> _Testo fornito_:

*-*-*

Questo vuol dire che se cessione di sovranità c’è stata – e c’è stata sicuramente, visto che se per esempio la BCE è indipendente ed ha sovranità monetaria, significa che noi vi abbiamo rinunciato e abbiamo perso l’indipendenza – allora non era legittima e chi l’ha permessa ha commesso un reato. Nessun trattato europeo può avere più forza della nostra Costituzione. Un Presidente della Repubblica non può subordinare la sovranità popolare ai vincoli di trattati internazionali; semmai deve fare il contrario; ha giurato infatti di difendere la Costituzione. Restando al popolo la sovranità, tali trattati possono pacificamente essere ridiscussi o rigettati, purché nelle forme previste dalla Costituzione, ovvero se questa è la volontà del popolo, espressa con il voto.
Ma vuol dire anche che la via d’uscita da questa situazione intollerabile consiste nel
riprendersi la sovranità così malamente compressa e calpestata. Rivendicare sovranità – prima di tutto, sovranità monetaria – non vuol dire né tornare agli Stati nazionali del periodo pre-bellico né uscire dall’Unione Europea né necessariamente uscire dall’euro. Vuol dire al contrario portare a compimento quel processo di federazione europea che farebbe dell’Europa un contrappeso adeguato al dominio delle grandi potenze, USA e Cina soprattutto (non certo spettatori disinteressati), e riprendersi la facoltà di emettere moneta nazionale (magari sotto forma di Stato-note o di crediti fiscali, come spiega da tempo l’economista
Nino Galloni, vicepresidente del MR, misura percorribile anche senza uscire dall'euro), riportare sotto controllo dei cittadini i poteri extranazionali, non eletti e cooptativi che ci hanno imposto questo ordine neoliberista (
in primis, Commissione europea e BCE), riportare in primo piano il benessere e i diritti dei cittadini, invece delle esigenze della finanza internazionale. Non si tratta di tornare indietro, verso forme di sovranismo nostalgico, ma di guardare avanti. Come ha detto bene
Francesco Maria Toscano, si tratta di uscire dal guado in cui ci hanno bloccati, togliendoci una parte consistente di sovranità nazionale, ma senza permetterci di diventare davvero un’Europa unita.

*-*-*

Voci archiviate
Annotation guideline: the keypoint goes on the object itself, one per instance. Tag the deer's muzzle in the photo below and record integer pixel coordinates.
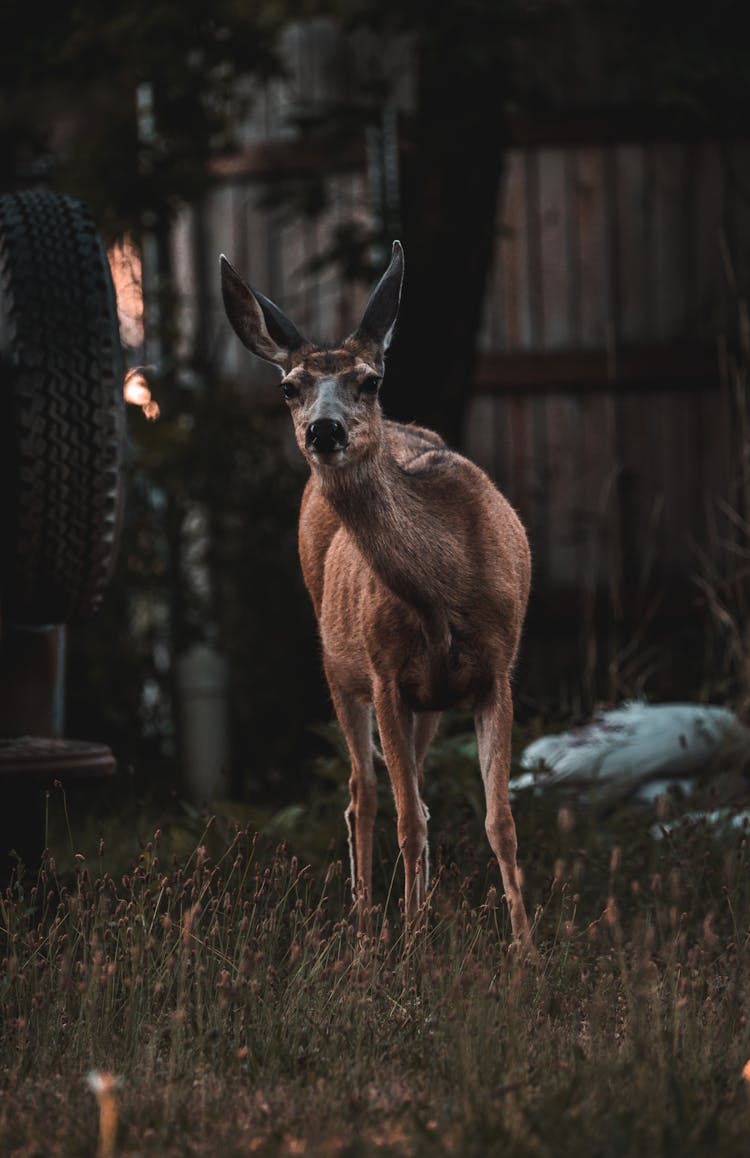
(325, 435)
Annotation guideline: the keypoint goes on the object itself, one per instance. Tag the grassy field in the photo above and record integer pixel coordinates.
(220, 976)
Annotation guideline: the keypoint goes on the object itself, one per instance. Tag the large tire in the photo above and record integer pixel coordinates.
(61, 411)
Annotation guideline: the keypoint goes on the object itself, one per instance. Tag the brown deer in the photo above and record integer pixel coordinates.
(418, 570)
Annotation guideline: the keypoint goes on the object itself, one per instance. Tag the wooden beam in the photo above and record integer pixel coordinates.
(659, 367)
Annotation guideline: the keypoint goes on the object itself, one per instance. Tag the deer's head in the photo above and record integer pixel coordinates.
(332, 393)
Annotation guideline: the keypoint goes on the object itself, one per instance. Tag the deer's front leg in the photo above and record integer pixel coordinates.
(355, 720)
(396, 727)
(493, 739)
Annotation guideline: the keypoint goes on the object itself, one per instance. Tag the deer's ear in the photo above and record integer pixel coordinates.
(259, 324)
(379, 319)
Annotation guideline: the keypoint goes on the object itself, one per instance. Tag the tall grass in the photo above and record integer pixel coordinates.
(232, 994)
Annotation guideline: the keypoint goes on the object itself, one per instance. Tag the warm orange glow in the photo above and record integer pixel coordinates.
(135, 390)
(104, 1085)
(125, 265)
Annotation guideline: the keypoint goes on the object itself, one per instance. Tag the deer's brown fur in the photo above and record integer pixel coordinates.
(418, 570)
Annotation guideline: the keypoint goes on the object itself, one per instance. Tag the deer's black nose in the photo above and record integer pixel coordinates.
(325, 435)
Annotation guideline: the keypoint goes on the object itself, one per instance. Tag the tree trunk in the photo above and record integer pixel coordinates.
(451, 170)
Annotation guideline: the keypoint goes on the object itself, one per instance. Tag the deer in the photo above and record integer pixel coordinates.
(418, 570)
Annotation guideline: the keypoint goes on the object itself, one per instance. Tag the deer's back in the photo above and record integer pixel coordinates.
(476, 550)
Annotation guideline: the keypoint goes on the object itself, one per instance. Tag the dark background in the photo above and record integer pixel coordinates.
(482, 71)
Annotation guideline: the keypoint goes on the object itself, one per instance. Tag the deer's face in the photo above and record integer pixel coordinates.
(332, 396)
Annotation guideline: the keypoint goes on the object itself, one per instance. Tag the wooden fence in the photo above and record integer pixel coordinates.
(600, 407)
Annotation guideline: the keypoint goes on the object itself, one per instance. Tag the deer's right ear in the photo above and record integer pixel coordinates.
(259, 324)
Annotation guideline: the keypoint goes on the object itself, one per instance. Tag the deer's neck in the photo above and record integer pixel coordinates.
(389, 518)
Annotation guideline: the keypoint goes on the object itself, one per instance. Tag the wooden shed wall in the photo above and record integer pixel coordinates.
(598, 407)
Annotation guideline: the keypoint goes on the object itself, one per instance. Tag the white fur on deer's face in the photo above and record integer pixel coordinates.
(332, 393)
(332, 396)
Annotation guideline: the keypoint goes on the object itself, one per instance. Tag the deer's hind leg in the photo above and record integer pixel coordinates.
(425, 727)
(396, 727)
(493, 740)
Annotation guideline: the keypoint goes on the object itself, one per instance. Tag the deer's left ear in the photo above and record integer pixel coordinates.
(258, 322)
(379, 320)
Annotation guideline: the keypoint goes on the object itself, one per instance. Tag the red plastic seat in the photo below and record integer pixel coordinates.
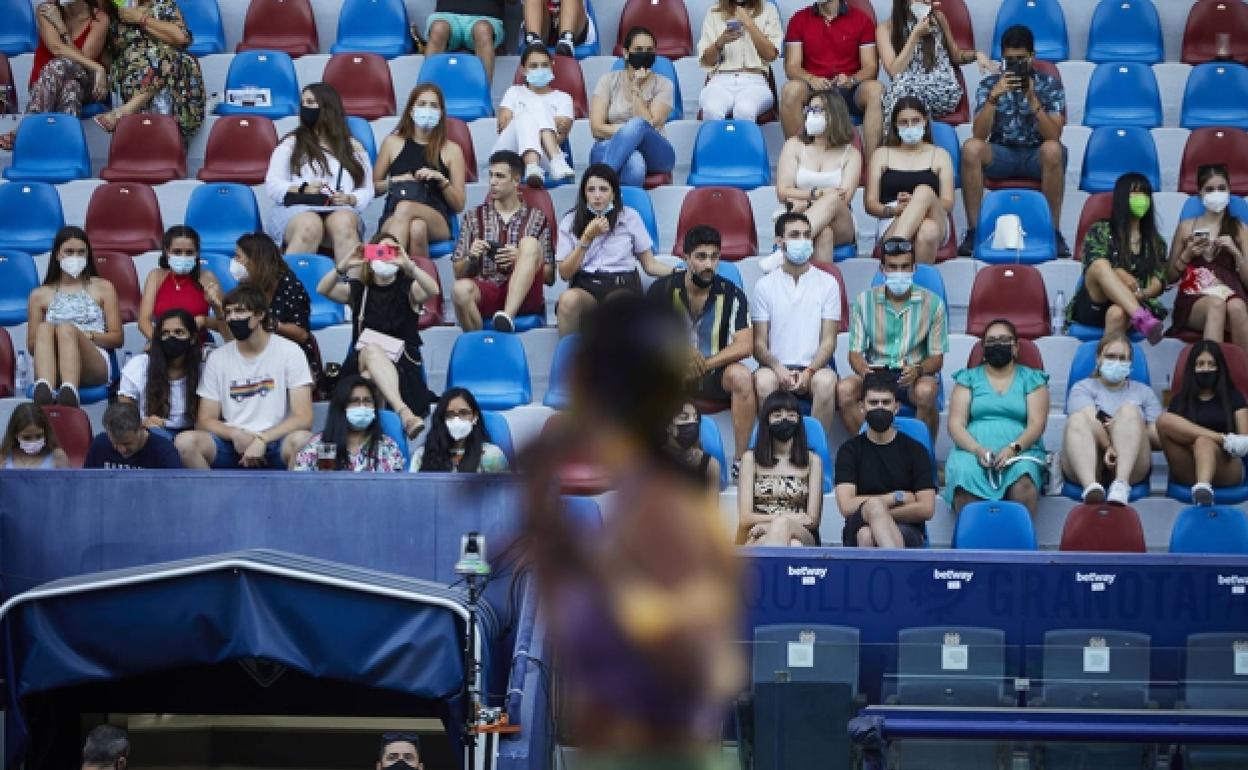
(238, 150)
(280, 25)
(725, 209)
(1103, 528)
(365, 82)
(1009, 291)
(124, 216)
(146, 149)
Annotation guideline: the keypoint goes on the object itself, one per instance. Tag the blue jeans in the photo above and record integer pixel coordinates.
(635, 150)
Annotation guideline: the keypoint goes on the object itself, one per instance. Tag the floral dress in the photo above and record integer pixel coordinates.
(140, 61)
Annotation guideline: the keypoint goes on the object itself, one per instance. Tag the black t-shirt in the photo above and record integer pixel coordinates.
(882, 468)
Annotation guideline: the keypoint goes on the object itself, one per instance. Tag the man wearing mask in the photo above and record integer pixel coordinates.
(884, 478)
(900, 330)
(719, 331)
(796, 316)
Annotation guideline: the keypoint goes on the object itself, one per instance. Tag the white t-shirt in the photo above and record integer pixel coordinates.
(134, 385)
(252, 392)
(794, 311)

*-*-*

> _Consegne_:
1. Rispondi per favore a queste domande sul testo:
(a) Che cosa ha giurato di fare un Presidente della Repubblica?
(b) Quali due grandi potenze vengono citate per nome?
(c) Che carica ricopre Nino Galloni nel MR?
2. Individua ogni riga dei record che contiene la stringa "brown" e ricopiala.
I record non hanno alcun legame con il testo.

> _Risposte_:
1.
(a) Di difendere la Costituzione.
(b) USA e Cina.
(c) Vicepresidente.

2.
Annotation guideline: the keypoint goes on the object itself, one per instance. Tag the brown deer in the photo above and record integer pixel coordinates.
Annotation guideline: the keypoint goes on the object itself, one per instance. Tag the deer's brown fur in the photo above and record integer pixel coordinates.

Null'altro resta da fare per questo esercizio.